Mowing with a scythe shuts down the jabbering brain for a little while, or at least the rational part of it, leaving only the primitive part, the intuitive reptile consciousness, working fully. Using a scythe properly is a meditation: your body in tune with the tool, your tool in tune with the land. You concentrate without thinking, you follow the lay of the ground with the face of your blade, you are aware of the keenness of its edge, you can hear the birds, see things moving through the grass ahead of you. Everything is connected to everything else, and if it isn’t, it doesn’t work. Your blade tip jams into the ground, you blunt the edge on a molehill you didn’t notice, you pull a muscle in your back, you slice your finger as you’re honing. Focus—relaxed focus—is the key to mowing well. Tolstoy, who obviously wrote from experience, explained it in Anna Karenina:

The longer Levin went on mowing, the oftener he experienced those moments of oblivion when his arms no longer seemed to swing the scythe, but the scythe itself his whole body, so conscious and full of life; and as if by magic, regularly and definitely without a thought being given to it, the work accomplished itself of its own accord. These were blessed moments.

★ ★ ★

- _Aim A_: Pull out every line of the records below that contains the string "court", with case counting in the match.

★ ★ ★

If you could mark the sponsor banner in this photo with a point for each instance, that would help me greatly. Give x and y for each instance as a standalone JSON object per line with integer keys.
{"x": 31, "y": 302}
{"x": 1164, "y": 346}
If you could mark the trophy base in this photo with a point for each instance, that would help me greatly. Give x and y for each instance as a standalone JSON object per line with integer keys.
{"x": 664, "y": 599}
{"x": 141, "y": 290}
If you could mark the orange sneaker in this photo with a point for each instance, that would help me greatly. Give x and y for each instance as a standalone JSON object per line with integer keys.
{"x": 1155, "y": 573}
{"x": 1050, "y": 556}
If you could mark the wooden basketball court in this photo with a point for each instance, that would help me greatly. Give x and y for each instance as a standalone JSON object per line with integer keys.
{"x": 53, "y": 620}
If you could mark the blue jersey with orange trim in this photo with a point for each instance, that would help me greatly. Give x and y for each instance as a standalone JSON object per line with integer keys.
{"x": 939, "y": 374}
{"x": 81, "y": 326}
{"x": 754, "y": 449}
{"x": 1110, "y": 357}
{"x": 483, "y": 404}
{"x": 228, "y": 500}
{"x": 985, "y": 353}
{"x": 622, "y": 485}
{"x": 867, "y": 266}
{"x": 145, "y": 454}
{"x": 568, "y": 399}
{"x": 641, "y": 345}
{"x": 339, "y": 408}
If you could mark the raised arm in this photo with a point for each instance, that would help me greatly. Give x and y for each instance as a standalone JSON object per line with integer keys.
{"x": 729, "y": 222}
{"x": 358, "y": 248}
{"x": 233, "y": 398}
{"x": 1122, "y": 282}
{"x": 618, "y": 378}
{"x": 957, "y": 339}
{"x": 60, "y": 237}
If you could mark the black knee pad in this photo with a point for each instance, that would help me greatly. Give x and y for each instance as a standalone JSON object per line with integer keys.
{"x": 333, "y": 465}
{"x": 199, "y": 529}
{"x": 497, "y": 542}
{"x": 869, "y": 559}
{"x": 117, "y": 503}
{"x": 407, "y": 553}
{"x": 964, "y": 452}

★ ★ ★

- _Aim B_: Reproduce verbatim the portion of the scything passage that begins with the words "The longer Levin" and ends with the words "were blessed moments.".

- _Full answer A_:
If you could mark the wooden basketball court in this photo with a point for each instance, that would help me greatly. Give x and y for each instance as a standalone JSON object per line with integer keys.

- _Full answer B_:
The longer Levin went on mowing, the oftener he experienced those moments of oblivion when his arms no longer seemed to swing the scythe, but the scythe itself his whole body, so conscious and full of life; and as if by magic, regularly and definitely without a thought being given to it, the work accomplished itself of its own accord. These were blessed moments.